* **Your objective**
Find every line in the records below that holds the word "Target" and copy it.

* **Entries supplied**
+ + +
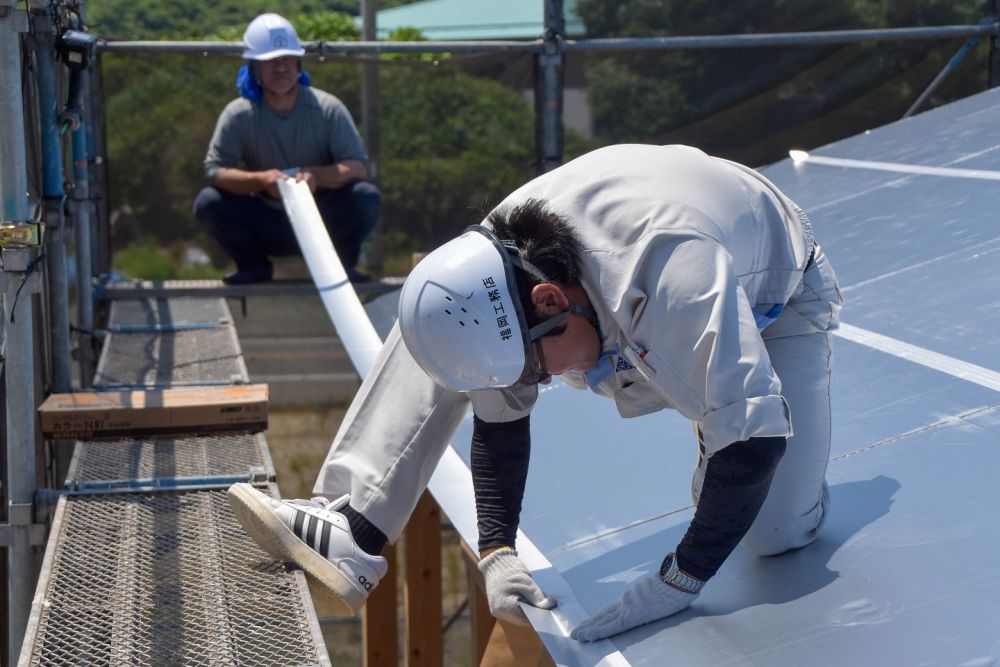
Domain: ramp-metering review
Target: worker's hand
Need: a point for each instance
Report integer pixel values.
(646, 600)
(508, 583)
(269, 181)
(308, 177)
+ + +
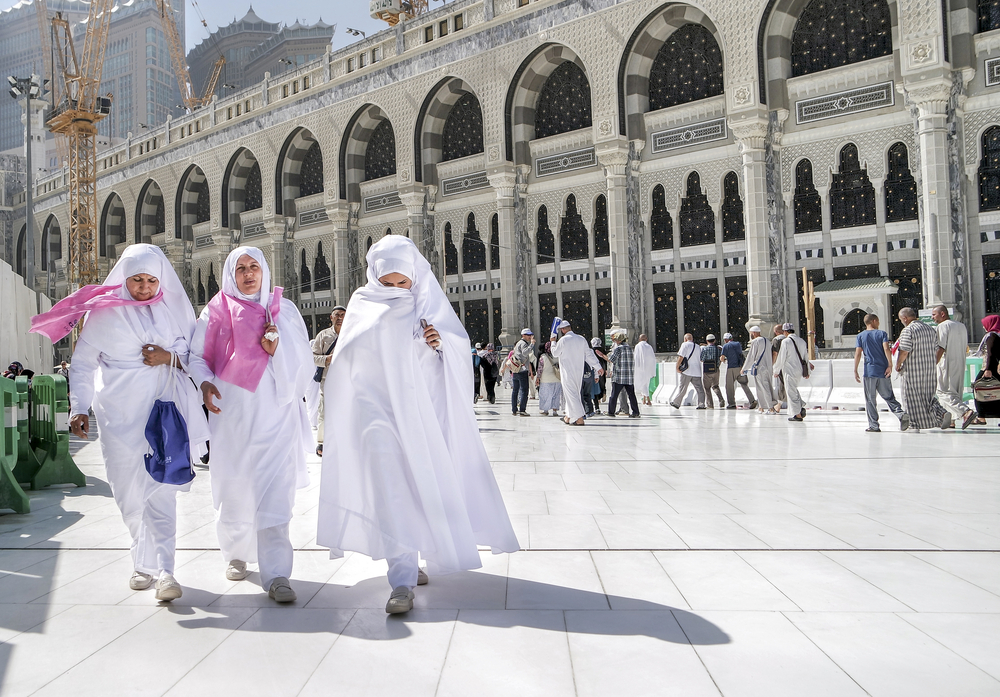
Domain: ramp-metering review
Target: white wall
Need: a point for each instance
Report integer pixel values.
+ + +
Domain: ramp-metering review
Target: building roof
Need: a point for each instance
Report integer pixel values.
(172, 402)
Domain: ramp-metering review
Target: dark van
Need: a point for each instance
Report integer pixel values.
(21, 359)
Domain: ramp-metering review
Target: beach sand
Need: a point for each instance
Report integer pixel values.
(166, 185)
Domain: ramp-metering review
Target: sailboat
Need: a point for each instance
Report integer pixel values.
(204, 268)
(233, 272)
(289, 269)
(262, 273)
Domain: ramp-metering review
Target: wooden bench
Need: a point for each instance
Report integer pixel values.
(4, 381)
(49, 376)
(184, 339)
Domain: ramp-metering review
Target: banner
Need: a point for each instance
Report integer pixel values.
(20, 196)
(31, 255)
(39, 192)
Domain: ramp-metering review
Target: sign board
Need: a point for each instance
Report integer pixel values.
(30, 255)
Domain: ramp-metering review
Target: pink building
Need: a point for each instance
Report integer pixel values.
+ + +
* **Answer area**
Target: worker's hand
Target: white wall
Target: building roof
Target: dark van
Target: beach sand
Target: sailboat
Target: wooden bench
Target: banner
Target: sign board
Target: pink building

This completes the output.